__Aim__. Your task is to reproduce the material exactly.

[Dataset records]
+--

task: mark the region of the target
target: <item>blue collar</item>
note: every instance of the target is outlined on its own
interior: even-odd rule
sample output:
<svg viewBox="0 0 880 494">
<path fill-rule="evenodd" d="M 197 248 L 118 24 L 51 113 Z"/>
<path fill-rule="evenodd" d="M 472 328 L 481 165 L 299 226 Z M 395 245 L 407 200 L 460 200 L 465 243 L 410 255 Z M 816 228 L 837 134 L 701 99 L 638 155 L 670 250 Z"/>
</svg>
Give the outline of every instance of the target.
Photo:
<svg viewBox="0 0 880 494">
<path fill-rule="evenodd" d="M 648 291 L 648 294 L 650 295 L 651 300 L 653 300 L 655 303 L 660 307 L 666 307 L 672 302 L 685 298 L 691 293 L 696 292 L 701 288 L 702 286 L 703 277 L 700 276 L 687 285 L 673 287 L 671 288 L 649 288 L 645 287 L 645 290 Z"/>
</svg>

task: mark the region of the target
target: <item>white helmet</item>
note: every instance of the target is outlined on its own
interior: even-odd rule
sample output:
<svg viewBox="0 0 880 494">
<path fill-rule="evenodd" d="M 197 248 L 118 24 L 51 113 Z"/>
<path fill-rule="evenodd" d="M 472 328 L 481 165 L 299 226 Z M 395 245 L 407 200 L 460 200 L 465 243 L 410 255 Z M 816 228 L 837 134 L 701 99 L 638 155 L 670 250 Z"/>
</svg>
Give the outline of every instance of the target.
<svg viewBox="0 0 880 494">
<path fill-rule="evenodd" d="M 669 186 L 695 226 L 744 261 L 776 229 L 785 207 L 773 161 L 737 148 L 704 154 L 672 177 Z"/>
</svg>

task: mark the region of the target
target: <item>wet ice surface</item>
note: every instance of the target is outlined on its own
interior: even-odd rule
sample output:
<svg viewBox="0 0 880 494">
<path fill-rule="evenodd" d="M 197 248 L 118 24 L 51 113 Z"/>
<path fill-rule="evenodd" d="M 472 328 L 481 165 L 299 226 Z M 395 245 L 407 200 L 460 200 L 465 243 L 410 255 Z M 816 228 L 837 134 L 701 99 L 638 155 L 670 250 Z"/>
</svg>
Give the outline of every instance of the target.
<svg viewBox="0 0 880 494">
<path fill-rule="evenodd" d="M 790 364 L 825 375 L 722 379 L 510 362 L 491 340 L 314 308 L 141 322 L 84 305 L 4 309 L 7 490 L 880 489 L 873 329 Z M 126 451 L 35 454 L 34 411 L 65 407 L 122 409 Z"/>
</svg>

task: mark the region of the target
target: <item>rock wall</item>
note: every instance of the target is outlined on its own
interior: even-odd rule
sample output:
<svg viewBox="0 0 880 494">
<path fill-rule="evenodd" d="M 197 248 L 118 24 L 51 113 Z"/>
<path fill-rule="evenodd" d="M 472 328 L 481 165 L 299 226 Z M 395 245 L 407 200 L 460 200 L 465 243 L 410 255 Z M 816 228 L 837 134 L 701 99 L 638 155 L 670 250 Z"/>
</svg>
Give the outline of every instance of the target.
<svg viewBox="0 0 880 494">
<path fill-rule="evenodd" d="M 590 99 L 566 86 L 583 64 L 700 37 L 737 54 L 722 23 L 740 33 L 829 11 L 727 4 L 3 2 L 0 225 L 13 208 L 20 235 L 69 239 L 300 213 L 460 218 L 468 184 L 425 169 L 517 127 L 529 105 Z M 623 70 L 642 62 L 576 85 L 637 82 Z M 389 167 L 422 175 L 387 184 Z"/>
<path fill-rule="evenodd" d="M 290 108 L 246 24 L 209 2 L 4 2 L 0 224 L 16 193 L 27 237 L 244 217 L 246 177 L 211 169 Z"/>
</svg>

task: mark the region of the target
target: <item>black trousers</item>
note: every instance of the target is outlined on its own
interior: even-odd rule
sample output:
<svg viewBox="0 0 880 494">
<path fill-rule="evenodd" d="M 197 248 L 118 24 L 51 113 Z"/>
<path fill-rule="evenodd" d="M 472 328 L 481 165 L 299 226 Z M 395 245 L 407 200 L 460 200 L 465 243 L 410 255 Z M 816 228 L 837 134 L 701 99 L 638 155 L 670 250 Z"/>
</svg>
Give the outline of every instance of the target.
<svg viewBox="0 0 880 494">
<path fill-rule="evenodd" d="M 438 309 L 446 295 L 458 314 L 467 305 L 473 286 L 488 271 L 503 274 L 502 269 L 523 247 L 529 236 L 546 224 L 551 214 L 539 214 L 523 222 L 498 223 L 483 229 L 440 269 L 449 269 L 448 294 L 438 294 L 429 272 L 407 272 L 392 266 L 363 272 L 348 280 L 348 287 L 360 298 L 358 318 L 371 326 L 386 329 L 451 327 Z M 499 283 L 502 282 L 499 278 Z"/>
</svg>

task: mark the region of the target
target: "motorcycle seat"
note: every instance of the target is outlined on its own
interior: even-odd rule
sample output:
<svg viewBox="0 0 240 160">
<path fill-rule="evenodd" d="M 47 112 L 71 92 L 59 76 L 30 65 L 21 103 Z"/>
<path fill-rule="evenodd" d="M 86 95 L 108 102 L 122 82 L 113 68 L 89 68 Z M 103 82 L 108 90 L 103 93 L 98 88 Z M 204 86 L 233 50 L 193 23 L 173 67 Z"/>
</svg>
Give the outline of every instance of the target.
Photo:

+--

__Correct answer__.
task: mark the region of the target
target: <item>blue collar</item>
note: every instance of the target is outlined on its own
interior: even-odd rule
sample output:
<svg viewBox="0 0 880 494">
<path fill-rule="evenodd" d="M 197 248 L 118 24 L 51 113 Z"/>
<path fill-rule="evenodd" d="M 472 328 L 481 165 L 299 226 Z M 395 245 L 407 200 L 460 200 L 465 243 L 410 255 Z M 816 228 L 837 134 L 701 99 L 638 155 L 670 250 Z"/>
</svg>
Give the outline of every instance of the target.
Photo:
<svg viewBox="0 0 880 494">
<path fill-rule="evenodd" d="M 648 291 L 648 294 L 650 295 L 651 300 L 653 300 L 655 303 L 660 307 L 666 307 L 672 302 L 685 298 L 691 293 L 696 292 L 701 288 L 702 286 L 703 277 L 700 276 L 687 285 L 673 287 L 671 288 L 649 288 L 645 287 L 645 290 Z"/>
</svg>

task: mark the region of the target
target: <item>white helmet</item>
note: every instance of the target is outlined on its own
interior: even-odd rule
sample output:
<svg viewBox="0 0 880 494">
<path fill-rule="evenodd" d="M 197 248 L 118 24 L 51 113 Z"/>
<path fill-rule="evenodd" d="M 472 328 L 481 165 L 299 226 Z M 395 245 L 407 200 L 460 200 L 465 243 L 410 255 Z M 816 228 L 837 134 L 701 99 L 638 155 L 670 250 Z"/>
</svg>
Give the outline of every instance of the target.
<svg viewBox="0 0 880 494">
<path fill-rule="evenodd" d="M 669 186 L 695 226 L 744 261 L 776 229 L 785 207 L 773 161 L 737 148 L 704 154 L 672 177 Z"/>
</svg>

task: mark the region of the target
target: <item>wet ice surface</item>
note: every instance of the target is outlined on its own
interior: even-odd rule
sample output:
<svg viewBox="0 0 880 494">
<path fill-rule="evenodd" d="M 197 248 L 118 24 L 51 113 Z"/>
<path fill-rule="evenodd" d="M 472 328 L 481 165 L 299 226 Z M 395 245 L 407 200 L 460 200 L 465 243 L 410 255 Z M 816 228 L 837 134 L 701 99 L 638 155 L 670 250 Z"/>
</svg>
Give the outline of every instance of the target.
<svg viewBox="0 0 880 494">
<path fill-rule="evenodd" d="M 790 364 L 825 375 L 722 379 L 510 362 L 491 340 L 314 308 L 141 322 L 84 305 L 4 309 L 7 490 L 880 489 L 873 329 Z M 126 451 L 35 454 L 34 411 L 65 407 L 122 409 Z"/>
</svg>

task: mark the region of the target
target: <item>rock wall</item>
note: every instance of the target is outlined on its own
interior: even-odd rule
sample output:
<svg viewBox="0 0 880 494">
<path fill-rule="evenodd" d="M 197 248 L 118 24 L 51 113 Z"/>
<path fill-rule="evenodd" d="M 472 328 L 481 165 L 299 226 Z M 395 245 L 407 200 L 460 200 L 465 243 L 410 255 Z M 816 228 L 837 134 L 701 99 L 638 155 L 670 250 Z"/>
</svg>
Give the outline of every instance of the target.
<svg viewBox="0 0 880 494">
<path fill-rule="evenodd" d="M 590 99 L 566 86 L 583 64 L 700 37 L 737 54 L 722 23 L 740 33 L 829 11 L 727 4 L 3 2 L 0 225 L 13 208 L 20 235 L 69 239 L 300 213 L 460 218 L 468 184 L 425 169 L 517 127 L 529 105 Z M 623 70 L 642 62 L 576 85 L 637 82 Z M 389 167 L 422 175 L 387 184 Z"/>
<path fill-rule="evenodd" d="M 290 108 L 246 24 L 209 2 L 4 2 L 0 224 L 16 193 L 27 237 L 244 217 L 246 177 L 211 169 Z"/>
</svg>

task: mark the region of the target
target: <item>black trousers</item>
note: every instance of the target is outlined on its own
interior: even-odd rule
sample output:
<svg viewBox="0 0 880 494">
<path fill-rule="evenodd" d="M 197 248 L 118 24 L 51 113 Z"/>
<path fill-rule="evenodd" d="M 472 328 L 481 165 L 299 226 Z M 395 245 L 407 200 L 460 200 L 465 243 L 410 255 Z M 816 228 L 837 134 L 701 99 L 638 155 L 670 250 Z"/>
</svg>
Give the outline of every instance of the target.
<svg viewBox="0 0 880 494">
<path fill-rule="evenodd" d="M 438 309 L 446 295 L 458 314 L 467 305 L 473 286 L 488 271 L 503 274 L 502 269 L 523 247 L 529 236 L 546 224 L 551 214 L 539 214 L 523 222 L 498 223 L 483 229 L 440 269 L 449 269 L 448 294 L 438 294 L 429 272 L 407 272 L 392 266 L 363 272 L 348 280 L 348 287 L 360 298 L 358 318 L 371 326 L 386 329 L 451 327 Z M 499 283 L 502 282 L 499 278 Z"/>
</svg>

task: mark the region of the target
target: "motorcycle seat"
note: every instance of the target is outlined on its own
interior: even-odd rule
sample output:
<svg viewBox="0 0 240 160">
<path fill-rule="evenodd" d="M 47 112 L 71 92 L 59 76 L 30 65 L 21 103 Z"/>
<path fill-rule="evenodd" d="M 86 95 L 108 102 L 122 82 L 113 68 L 89 68 Z M 103 82 L 108 90 L 103 93 L 98 88 Z M 204 86 L 233 50 L 193 23 L 173 67 Z"/>
</svg>
Give the outline of every instance of the target.
Photo:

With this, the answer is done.